● **Text excerpt**:
>> START
Skip to content

HTTPS clone URL

Subversion checkout URL

You can clone with
or
.
Download ZIP
Fetching contributors…

Cannot retrieve contributors at this time

264 lines (201 sloc) 11.334 kB

Best Practices

What follows are some general recommendations on how to improve your search. Some tips represent performance benefits, some provide a better search index. You should evaluate these options for yourself and pick the ones that will work best for you. Not all situations are created equal and many of these options could be considered mandatory in some cases and unnecessary premature optimizations in others. Your mileage may vary.

Good Search Needs Good Content

Most search engines work best when they're given corpuses with predominantly text (as opposed to other data like dates, numbers, etc.) in decent quantities (more than a couple words). This is in stark contrast to the databases most people are used to, which rely heavily on non-text data to create relationships and for ease of querying.

To this end, if search is important to you, you should take the time to carefully craft your SearchIndex subclasses to give the search engine the best information you can. This isn't necessarily hard but is worth the investment of time and thought. Assuming you've only ever used the BasicSearchIndex, in creating custom SearchIndex classes, there are some easy improvements to make that will make your search better:

  • For your document=True field, use a well-constructed template.
  • Add fields for data you might want to be able to filter by.
  • If the model has related data, you can squash good content from those related models into the parent model's SearchIndex.
  • Similarly, if you have heavily de-normalized models, it may be best represented by a single indexed model rather than many indexed models.

Well-Constructed Templates

A relatively unique concept in Haystack is the use of templates associated with SearchIndex fields. These are data templates, will never been seen by users and ideally contain no HTML. They are used to collect various data from the model and structure it as a document for the search engine to analyze and index.

Note

If you read nothing else, this is the single most important thing you can do to make search on your site better for your users. Good templates can make or break your search and providing the search engine with good content to index is critical.
>> END
● **Written tasks**:
(1) Render this sentence from the Best Practices page in Spanish: "This isn't necessarily hard but is worth the investment of time and thought."
(2) Reproduce word for word the stretch of the Best Practices page from "To this end, if" through "many indexed models.".
The lines that come next are from a different source than the Best Practices page.

● **Available data**:
>> START
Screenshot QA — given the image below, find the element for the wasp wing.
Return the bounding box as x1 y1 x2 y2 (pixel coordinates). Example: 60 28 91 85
>> END
● **Responses in order**:
(1) Esto no es necesariamente difícil, pero vale la pena invertir tiempo y reflexión en ello.

(2)
To this end, if search is important to you, you should take the time to carefully craft your SearchIndex subclasses to give the search engine the best information you can. This isn't necessarily hard but is worth the investment of time and thought. Assuming you've only ever used the BasicSearchIndex, in creating custom SearchIndex classes, there are some easy improvements to make that will make your search better:

  • For your document=True field, use a well-constructed template.
  • Add fields for data you might want to be able to filter by.
  • If the model has related data, you can squash good content from those related models into the parent model's SearchIndex.
  • Similarly, if you have heavily de-normalized models, it may be best represented by a single indexed model rather than many indexed models.